Figure 4-8 shows force-and-motion applications of cylinders. Because fluid power systems have many requirements, actuating cylinders are available in different shapes and sizes. A cylinder-type actuator is versatile and may be the most trouble-free component of fluid-powered systems. A cylinder and a mechanical member of a unit to be actuated must be aligned correctly. Any misalignment will cause excessive wear of a piston, a piston rod, and the seals. Also, a piston rod and an actuating unit must stay properly adjusted. Clean the exposed ends of the piston rods to ensure that foreign matter does not get into the cylinders.

4-3. Maintenance. Hydraulic cylinders are compact and relatively simple. The key points to watch are the seals and pivots. The following lists service tips in maintaining cylinders:

a. External Leakage. If a cylinder's end caps are leaking, tighten them. If the leaks still do not stop, replace the gasket. If a cylinder leaks around a piston rod, replace the packing. Make sure that a seal lip faces toward the pressure oil. If a seal continues to leak, check paragraphs 4-3e through i.

◆ DATASET CONTENT ◆
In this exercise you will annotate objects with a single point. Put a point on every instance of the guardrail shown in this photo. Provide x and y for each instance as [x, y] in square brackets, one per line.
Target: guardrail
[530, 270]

◆ PROBLEMS ◆
1) In the text on hydraulic cylinders, what should be done if a cylinder's end caps still leak after they have been tightened?
2) Extend the text on hydraulic cylinder maintenance, picking up right after its last sentence.

◆ EXERCISE ANSWERS ◆
1) Replace the gasket.

2)
b. Internal Leakage. Leakage past the piston seals inside a cylinder can cause sluggish movement or settling under load. Piston leakage can be caused by worn piston seals or rings or scored cylinder walls. The latter may be caused by dirt and grit in the oil. NOTE: When repairing a cylinder, replace all the seals and packings before reassembly.
c. Creeping Cylinder. If a cylinder creeps when stopped in midstroke, check for internal leakage (paragraph 4-3b). Another cause could be a worn control valve.
d. Sluggish Operation. Air in a cylinder is the most common cause of sluggish action. Internal leakage in a cylinder is another cause. If an action is sluggish when starting up a system, but speeds up when a system is warm, check for oil of too high a viscosity (see the machine's operating manual). If a cylinder is still sluggish after these checks, test the whole circuit for worn components.
e. Loose Mounting. Pivot points and mounts may be loose. The bolts or pins may need to be tightened, or they may be worn out. Too much slop or float in a cylinder's mountings damages the piston-rod seals. Periodically check all the cylinders for loose mountings.
f. Misalignment. Piston rods must work in-line at all times. If they are side-loaded, the piston rods will be galled and the packings will be damaged, causing leaks. Eventually, the piston rods may be bent or the welds broken.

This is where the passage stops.